*** Block opens ***
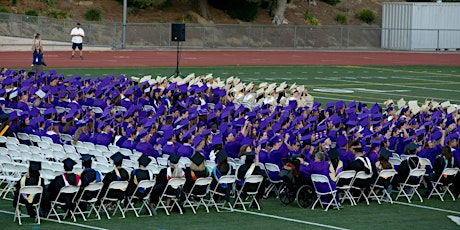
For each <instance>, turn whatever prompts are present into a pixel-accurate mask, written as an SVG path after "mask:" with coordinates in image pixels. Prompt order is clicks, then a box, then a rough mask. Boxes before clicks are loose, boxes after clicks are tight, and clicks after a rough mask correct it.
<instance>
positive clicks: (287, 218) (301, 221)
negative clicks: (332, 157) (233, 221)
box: [226, 208, 347, 230]
mask: <svg viewBox="0 0 460 230" xmlns="http://www.w3.org/2000/svg"><path fill="white" fill-rule="evenodd" d="M226 209H228V208H226ZM233 210H234V211H235V212H241V213H248V214H252V215H256V216H263V217H270V218H274V219H280V220H286V221H291V222H296V223H301V224H308V225H314V226H318V227H323V228H330V229H341V230H347V228H341V227H336V226H332V225H327V224H320V223H315V222H309V221H304V220H297V219H291V218H286V217H282V216H275V215H270V214H265V213H258V212H251V211H243V210H238V209H233Z"/></svg>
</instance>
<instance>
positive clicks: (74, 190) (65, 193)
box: [46, 185, 80, 223]
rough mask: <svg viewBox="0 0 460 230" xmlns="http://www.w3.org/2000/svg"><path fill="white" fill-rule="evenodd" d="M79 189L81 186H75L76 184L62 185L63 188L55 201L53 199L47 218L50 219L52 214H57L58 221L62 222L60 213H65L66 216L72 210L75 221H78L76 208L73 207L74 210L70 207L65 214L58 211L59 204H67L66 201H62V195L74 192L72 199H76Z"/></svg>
mask: <svg viewBox="0 0 460 230" xmlns="http://www.w3.org/2000/svg"><path fill="white" fill-rule="evenodd" d="M79 189H80V187H79V186H74V185H67V186H64V187H62V188H61V190H60V191H59V193H58V195H57V197H56V199H55V200H54V201H51V209H50V212H49V213H48V216H47V217H46V218H47V219H49V218H50V217H51V216H55V217H56V218H57V220H58V222H59V223H61V218H60V217H59V215H63V216H64V217H65V216H66V215H67V214H68V213H69V212H70V214H71V215H72V219H73V221H74V222H75V221H77V219H76V218H75V215H74V210H75V209H72V210H70V209H69V210H67V211H66V212H65V213H63V214H59V213H58V212H57V209H58V205H65V204H66V203H65V202H62V201H60V199H61V197H62V196H65V195H71V194H73V197H72V201H74V200H75V197H76V196H77V193H78V190H79Z"/></svg>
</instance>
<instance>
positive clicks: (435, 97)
mask: <svg viewBox="0 0 460 230" xmlns="http://www.w3.org/2000/svg"><path fill="white" fill-rule="evenodd" d="M326 80H330V81H339V82H347V83H361V84H362V83H364V84H369V85H386V86H392V87H406V88H419V89H422V88H423V89H427V90H436V89H434V88H433V89H431V88H426V87H416V86H403V85H393V84H386V83H373V82H363V81H347V80H339V79H332V78H328V79H326ZM438 90H441V89H438ZM445 91H447V90H445ZM448 92H458V90H449V91H448ZM373 94H382V95H393V96H394V95H395V93H394V92H392V93H377V92H375V93H373ZM397 96H398V97H412V98H422V99H426V98H433V99H436V100H449V101H458V99H449V98H440V97H426V96H415V95H407V94H399V93H398V95H397Z"/></svg>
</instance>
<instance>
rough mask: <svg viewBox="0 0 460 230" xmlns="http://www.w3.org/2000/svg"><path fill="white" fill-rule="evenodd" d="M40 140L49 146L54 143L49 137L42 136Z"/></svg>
mask: <svg viewBox="0 0 460 230" xmlns="http://www.w3.org/2000/svg"><path fill="white" fill-rule="evenodd" d="M41 138H42V141H44V142H48V143H49V144H52V143H54V141H53V139H52V138H51V137H47V136H42V137H41Z"/></svg>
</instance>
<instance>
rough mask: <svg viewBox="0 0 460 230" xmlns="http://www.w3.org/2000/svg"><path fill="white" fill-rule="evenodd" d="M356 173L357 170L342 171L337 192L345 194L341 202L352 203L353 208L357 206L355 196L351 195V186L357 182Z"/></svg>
mask: <svg viewBox="0 0 460 230" xmlns="http://www.w3.org/2000/svg"><path fill="white" fill-rule="evenodd" d="M355 176H356V171H355V170H346V171H342V172H340V173H339V175H337V182H336V185H337V190H339V191H340V192H343V196H341V197H340V198H341V202H343V201H344V200H345V199H348V200H349V201H350V204H351V206H353V205H356V203H355V200H354V199H353V196H352V195H351V193H350V189H351V186H352V185H353V182H354V180H355Z"/></svg>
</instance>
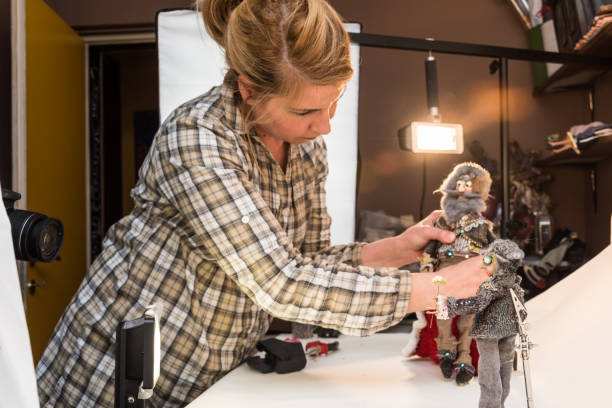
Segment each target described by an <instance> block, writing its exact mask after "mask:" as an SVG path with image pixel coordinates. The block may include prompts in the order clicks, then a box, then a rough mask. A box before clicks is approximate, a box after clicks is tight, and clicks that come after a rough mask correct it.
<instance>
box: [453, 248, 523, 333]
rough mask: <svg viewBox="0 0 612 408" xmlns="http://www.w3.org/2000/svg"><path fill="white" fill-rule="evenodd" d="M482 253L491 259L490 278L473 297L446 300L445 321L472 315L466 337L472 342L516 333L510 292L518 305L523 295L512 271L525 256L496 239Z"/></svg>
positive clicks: (518, 277)
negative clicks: (468, 338)
mask: <svg viewBox="0 0 612 408" xmlns="http://www.w3.org/2000/svg"><path fill="white" fill-rule="evenodd" d="M483 252H484V254H485V255H487V254H490V255H492V256H494V257H495V269H494V272H493V276H491V278H490V279H489V280H487V281H485V282H483V283H482V284H481V285H480V287H479V288H478V293H477V294H476V296H473V297H470V298H466V299H455V298H453V297H449V298H448V312H449V317H451V318H452V317H454V316H455V315H458V314H461V315H463V314H471V313H475V314H476V316H475V319H474V324H473V325H472V330H471V331H470V335H471V336H472V337H474V338H476V339H479V338H480V339H501V338H504V337H508V336H511V335H514V334H516V333H518V322H517V319H516V312H515V310H514V304H513V303H512V297H511V296H510V289H513V290H514V292H515V293H516V295H517V296H518V297H519V299H520V300H521V302H522V301H523V299H524V291H523V289H522V288H521V287H520V282H521V277H520V276H517V275H516V270H517V269H518V267H519V266H520V265H521V263H522V260H523V258H524V256H525V254H524V253H523V251H522V250H521V249H520V248H519V247H518V245H516V244H515V243H514V242H513V241H510V240H507V239H496V240H495V241H493V242H492V243H491V245H490V246H489V247H488V248H487V250H486V251H483Z"/></svg>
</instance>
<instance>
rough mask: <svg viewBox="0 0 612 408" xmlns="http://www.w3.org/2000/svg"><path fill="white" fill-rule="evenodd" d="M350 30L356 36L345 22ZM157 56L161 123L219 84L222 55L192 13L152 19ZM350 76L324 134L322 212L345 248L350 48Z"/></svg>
mask: <svg viewBox="0 0 612 408" xmlns="http://www.w3.org/2000/svg"><path fill="white" fill-rule="evenodd" d="M345 26H346V28H347V30H348V31H349V32H360V31H361V27H360V25H359V24H357V23H347V24H346V25H345ZM157 47H158V53H159V57H158V58H159V114H160V119H161V120H162V121H163V120H164V119H165V118H166V117H168V115H169V114H170V112H171V111H172V110H173V109H175V108H176V107H177V106H179V105H181V104H182V103H184V102H186V101H188V100H190V99H192V98H195V97H196V96H198V95H201V94H203V93H204V92H206V91H208V90H209V89H210V88H211V87H213V86H216V85H219V84H221V82H222V81H223V76H224V75H225V71H226V69H227V68H226V65H225V57H224V55H223V51H222V50H221V49H220V47H219V46H218V45H217V43H215V41H214V40H213V39H212V38H210V37H209V35H208V33H207V32H206V29H205V28H204V23H203V22H202V19H201V17H200V15H199V14H198V13H197V12H196V11H194V10H171V11H161V12H159V13H158V15H157ZM351 60H352V64H353V69H354V70H355V75H354V76H353V79H352V80H351V81H350V82H349V84H348V85H347V89H346V91H345V93H344V95H343V96H342V98H341V99H340V102H339V103H338V109H337V112H336V116H335V117H334V119H333V120H332V132H331V133H330V134H329V135H326V136H324V138H325V142H326V144H327V149H328V157H327V158H328V163H329V176H328V179H327V184H326V191H327V208H328V211H329V214H330V215H331V217H332V226H331V243H332V245H336V244H345V243H349V242H352V241H354V237H355V201H356V188H357V113H358V99H359V46H358V45H357V44H351Z"/></svg>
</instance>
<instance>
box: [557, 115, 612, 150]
mask: <svg viewBox="0 0 612 408" xmlns="http://www.w3.org/2000/svg"><path fill="white" fill-rule="evenodd" d="M609 136H612V125H610V124H605V123H602V122H591V123H589V124H587V125H577V126H572V128H570V130H569V131H568V132H566V133H565V139H563V140H560V138H559V135H557V134H554V135H552V136H549V138H548V145H549V146H550V147H551V148H553V152H554V153H560V152H562V151H565V150H569V149H572V150H573V151H574V152H575V153H576V154H580V153H582V151H583V150H584V149H586V148H587V147H589V146H590V145H591V144H593V143H595V142H596V141H597V140H598V139H601V138H603V137H609Z"/></svg>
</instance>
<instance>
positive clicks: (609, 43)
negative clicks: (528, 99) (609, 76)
mask: <svg viewBox="0 0 612 408" xmlns="http://www.w3.org/2000/svg"><path fill="white" fill-rule="evenodd" d="M576 55H592V56H600V57H610V56H612V23H610V22H608V23H607V24H605V25H604V26H603V27H602V28H601V29H600V30H599V31H598V32H597V34H595V35H594V36H593V37H592V38H591V39H590V40H589V42H588V43H586V44H585V45H584V47H583V48H582V49H581V50H580V51H578V52H576ZM610 69H612V67H611V66H596V65H583V64H564V65H562V66H561V68H559V69H558V70H557V71H555V72H554V74H552V75H551V77H550V78H548V79H547V80H546V82H544V83H543V84H542V85H541V86H538V87H536V88H535V90H534V94H535V95H541V94H545V93H553V92H561V91H566V90H570V89H575V88H583V87H585V86H587V85H589V84H592V83H593V82H594V81H595V80H597V78H599V77H600V76H602V75H603V74H605V73H606V72H608V71H609V70H610Z"/></svg>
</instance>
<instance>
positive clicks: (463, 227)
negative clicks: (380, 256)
mask: <svg viewBox="0 0 612 408" xmlns="http://www.w3.org/2000/svg"><path fill="white" fill-rule="evenodd" d="M490 188H491V176H490V175H489V172H488V171H487V170H485V169H484V168H483V167H482V166H480V165H479V164H476V163H471V162H466V163H461V164H458V165H457V166H455V168H454V169H453V171H452V172H451V173H450V174H449V175H448V176H447V177H446V179H445V180H444V181H443V182H442V185H441V186H440V188H439V189H438V190H436V192H441V193H442V199H441V201H440V204H441V207H442V210H443V215H442V217H440V218H439V219H438V221H437V223H436V226H437V227H438V228H442V229H445V230H450V231H453V232H454V233H455V235H456V239H455V241H454V242H453V243H451V244H444V243H442V242H440V241H430V242H429V243H428V244H427V246H426V247H425V250H424V252H423V257H422V258H421V271H436V270H438V269H441V268H444V267H446V266H449V265H452V264H455V263H458V262H460V261H463V260H465V259H466V258H469V257H472V256H476V255H478V254H479V253H480V251H481V249H483V248H486V247H487V246H488V245H489V243H491V242H492V241H493V240H494V238H495V237H494V235H493V233H492V229H493V225H492V223H491V222H490V221H489V220H487V219H486V218H485V217H483V216H482V215H481V213H482V212H483V211H484V210H485V209H486V202H485V200H486V199H487V197H488V195H489V189H490ZM417 317H418V321H417V322H415V323H414V324H413V331H412V335H411V338H410V340H409V343H408V345H407V346H406V347H404V350H403V351H402V352H403V354H404V355H406V356H409V355H411V354H412V353H413V352H415V353H416V354H417V355H420V356H423V357H425V356H429V357H432V358H434V360H435V359H437V360H438V362H439V364H440V370H441V371H442V375H443V376H444V378H447V379H450V378H451V377H452V375H453V373H454V372H456V374H457V375H456V377H455V381H456V383H457V385H466V384H468V383H469V382H470V381H471V380H472V378H473V377H474V375H475V373H476V367H475V365H476V363H477V358H478V356H477V352H476V351H475V346H473V344H472V343H473V339H472V337H470V335H469V330H470V328H471V326H472V321H473V318H474V316H473V315H462V316H458V317H457V318H456V319H455V321H454V325H453V321H452V320H440V319H437V321H436V323H437V324H436V326H437V331H438V333H437V336H436V337H435V344H432V342H431V339H432V338H433V337H434V336H435V335H434V334H432V327H431V325H430V324H428V323H426V321H427V319H426V318H425V316H424V314H423V313H417ZM431 319H434V320H436V319H435V317H431ZM453 331H455V333H457V335H455V334H454V333H453ZM432 349H433V350H432ZM415 350H416V351H415ZM473 351H474V352H473ZM431 354H434V355H431Z"/></svg>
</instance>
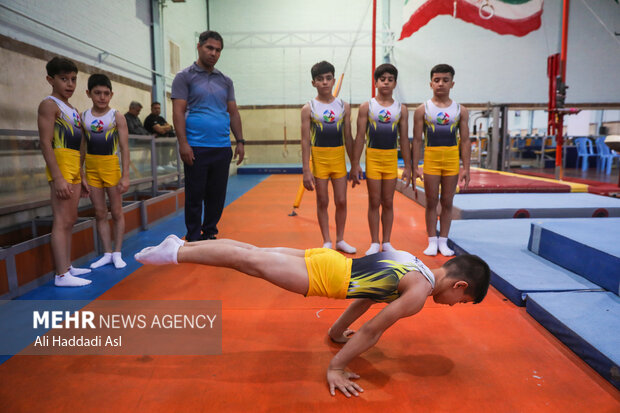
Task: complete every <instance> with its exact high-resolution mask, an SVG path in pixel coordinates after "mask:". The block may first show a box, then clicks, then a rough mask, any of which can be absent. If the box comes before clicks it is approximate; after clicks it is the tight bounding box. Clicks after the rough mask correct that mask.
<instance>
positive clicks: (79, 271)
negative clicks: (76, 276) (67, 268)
mask: <svg viewBox="0 0 620 413" xmlns="http://www.w3.org/2000/svg"><path fill="white" fill-rule="evenodd" d="M90 271H91V270H90V269H89V268H75V267H74V266H73V265H72V266H70V267H69V272H70V273H71V275H84V274H88V273H89V272H90Z"/></svg>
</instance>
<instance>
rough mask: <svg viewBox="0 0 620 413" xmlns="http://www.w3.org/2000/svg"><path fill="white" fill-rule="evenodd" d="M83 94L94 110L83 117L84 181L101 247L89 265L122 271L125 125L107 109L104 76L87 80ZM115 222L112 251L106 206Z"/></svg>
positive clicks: (109, 81) (105, 81) (127, 183)
mask: <svg viewBox="0 0 620 413" xmlns="http://www.w3.org/2000/svg"><path fill="white" fill-rule="evenodd" d="M86 94H87V95H88V97H89V98H91V99H92V101H93V107H92V108H91V109H89V110H87V111H86V112H84V113H83V114H82V119H83V121H84V131H85V134H86V162H85V166H86V179H87V180H88V185H89V188H90V200H91V202H92V203H93V207H94V208H95V219H96V221H97V232H98V234H99V238H100V239H101V242H102V244H103V250H104V254H103V257H101V258H99V259H98V260H97V261H95V262H93V263H92V264H91V265H90V268H99V267H101V266H103V265H106V264H114V266H115V267H116V268H123V267H125V266H126V265H127V264H126V263H125V261H123V258H122V257H121V247H122V245H123V235H124V234H125V216H124V215H123V210H122V208H123V197H122V194H123V193H125V192H127V189H129V145H128V136H127V135H128V131H127V121H126V120H125V117H124V116H123V115H122V114H121V113H120V112H119V111H117V110H115V109H112V108H111V107H110V100H111V99H112V96H113V95H114V93H113V92H112V83H111V82H110V79H109V78H108V77H107V76H106V75H104V74H99V73H95V74H93V75H91V76H90V77H89V78H88V90H87V91H86ZM119 149H120V152H121V160H122V163H123V168H122V172H121V168H120V165H119V163H118V155H117V152H118V150H119ZM106 194H107V195H108V199H109V200H110V212H111V213H112V221H113V222H114V249H112V237H111V235H110V227H109V226H108V219H107V218H108V206H107V204H106V201H105V196H106Z"/></svg>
*** Block closes ***
(The task): Stop at the line containing "negative clicks: (332, 157) (233, 221)" and include it. Everything from the first line of the material up to there is to be repeated exactly, leaving out pictures.

(Task output):
For each <instance>, turn whatever prompts are present into a pixel-accurate mask, written as an SVG path after "mask:" with coordinates in image pixels. Prompt order is clicks, then a box, then a rough mask. Boxes before clicks are loose, boxes after clicks are tight, and clicks after a rough mask correct it.
<instance>
positive clicks: (287, 218) (301, 221)
negative clicks: (332, 157) (233, 221)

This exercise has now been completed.